_REQUIRED TASK:_ Repeat each entry word for word. Leave any images out of the copy.
────────────────────
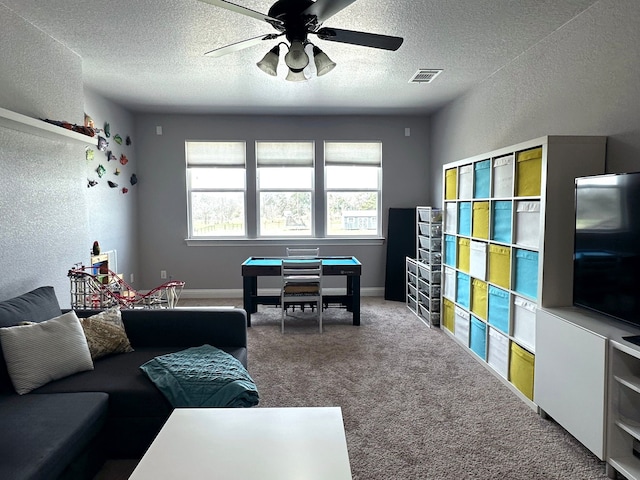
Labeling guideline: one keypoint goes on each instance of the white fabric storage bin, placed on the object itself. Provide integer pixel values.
(528, 223)
(465, 186)
(449, 284)
(498, 352)
(451, 218)
(503, 177)
(478, 260)
(524, 322)
(462, 325)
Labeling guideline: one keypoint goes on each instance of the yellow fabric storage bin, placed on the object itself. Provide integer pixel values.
(521, 370)
(464, 254)
(450, 184)
(479, 298)
(448, 315)
(480, 220)
(500, 265)
(529, 173)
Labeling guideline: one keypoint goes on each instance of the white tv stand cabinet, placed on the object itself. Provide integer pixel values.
(588, 380)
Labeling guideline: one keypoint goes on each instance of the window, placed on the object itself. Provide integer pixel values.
(285, 193)
(285, 188)
(216, 184)
(353, 178)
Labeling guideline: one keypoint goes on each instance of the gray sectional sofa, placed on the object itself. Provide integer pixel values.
(68, 426)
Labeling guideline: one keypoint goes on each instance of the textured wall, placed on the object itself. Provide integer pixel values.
(112, 218)
(163, 209)
(581, 80)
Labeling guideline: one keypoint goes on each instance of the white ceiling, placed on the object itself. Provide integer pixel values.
(147, 55)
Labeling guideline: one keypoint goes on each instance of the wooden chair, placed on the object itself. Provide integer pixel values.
(301, 285)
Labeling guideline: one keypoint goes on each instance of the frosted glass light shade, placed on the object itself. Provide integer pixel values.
(269, 63)
(296, 58)
(323, 63)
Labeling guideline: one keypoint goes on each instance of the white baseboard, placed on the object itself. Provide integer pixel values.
(237, 293)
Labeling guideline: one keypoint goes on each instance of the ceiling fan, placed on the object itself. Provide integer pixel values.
(296, 19)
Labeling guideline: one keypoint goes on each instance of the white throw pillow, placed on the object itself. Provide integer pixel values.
(41, 352)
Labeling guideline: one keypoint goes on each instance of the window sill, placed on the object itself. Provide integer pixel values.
(288, 242)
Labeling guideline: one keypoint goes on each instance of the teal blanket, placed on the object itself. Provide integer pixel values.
(202, 377)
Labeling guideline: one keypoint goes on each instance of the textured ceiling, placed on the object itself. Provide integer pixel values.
(147, 55)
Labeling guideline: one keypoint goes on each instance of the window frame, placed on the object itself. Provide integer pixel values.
────────────────────
_RESULT OF THE TASK:_
Labeling guideline: one keypoint goes on each instance of the white fabric storage bin, placed on the object itself. Provide integer pixel values.
(528, 223)
(465, 186)
(449, 284)
(498, 352)
(451, 218)
(503, 177)
(478, 260)
(524, 322)
(462, 325)
Labeling guideline: one keypoint goes on each instance of the yellow fabric storage bin, placed on the object itself. Provide integer pixel values.
(521, 370)
(464, 254)
(450, 184)
(479, 298)
(448, 315)
(480, 220)
(500, 265)
(529, 173)
Labeling guideline: one keypoint goes on each instance of the white tv stand cabinet, placed on the object itself. Provide integer pixel values.
(588, 380)
Labeling guideline: one keypoint goes on each instance of the window, placed on the object itself. Provide integer pixel values.
(285, 193)
(285, 188)
(216, 184)
(353, 178)
Labeling guideline: one keypoint goes on each instance of the gray sectional sofa, placed on the object itself. Provide integer pixel values.
(68, 426)
Labeling guideline: one keypoint goes on each instance of the textured wall, placed on the object itself. Provide integer pixel values.
(112, 218)
(163, 209)
(581, 80)
Labeling guideline: one keypoint goes on each instance of the white ceiling, placed on the object itself. Provide integer pixel values.
(147, 55)
Labeling guideline: one keypoint goes on each instance of the wooden chair, placed on the object itself. Provide integer pixel values.
(301, 285)
Labeling guideline: one keypoint goes on each instance of the frosted glass light shade, placed on the object itself. Provide integer pixel values.
(269, 63)
(296, 58)
(323, 63)
Labeling guideline: one keypoint goes on each instance of the white baseboard, placed on the object itself. Provide integer pixel values.
(237, 293)
Labeling guideline: one keypoint goes on each instance of the ceiling fan, placed on the object itself. Provide integer pixel values.
(296, 19)
Labeling guideline: one keypoint goes on each instance of the white throw pillow, placed on the object itself. Provide integer pixel values.
(41, 352)
Labeling guideline: one keypoint goes on each instance of the window sill, placed on the object itself. Provide integer pixel values.
(288, 242)
Labeling guideline: one keypoint goes on each instance of the teal blanket, placed on the object itself. Provide integer pixel values.
(202, 377)
Labeling guideline: one keypoint goes on each instance of the textured ceiling, placed on the object itself. Provide integer pixel values.
(147, 55)
Labeling guideline: one keypoint goes on each instance of the window frame, placed on the object itself. Provide integer pixel values.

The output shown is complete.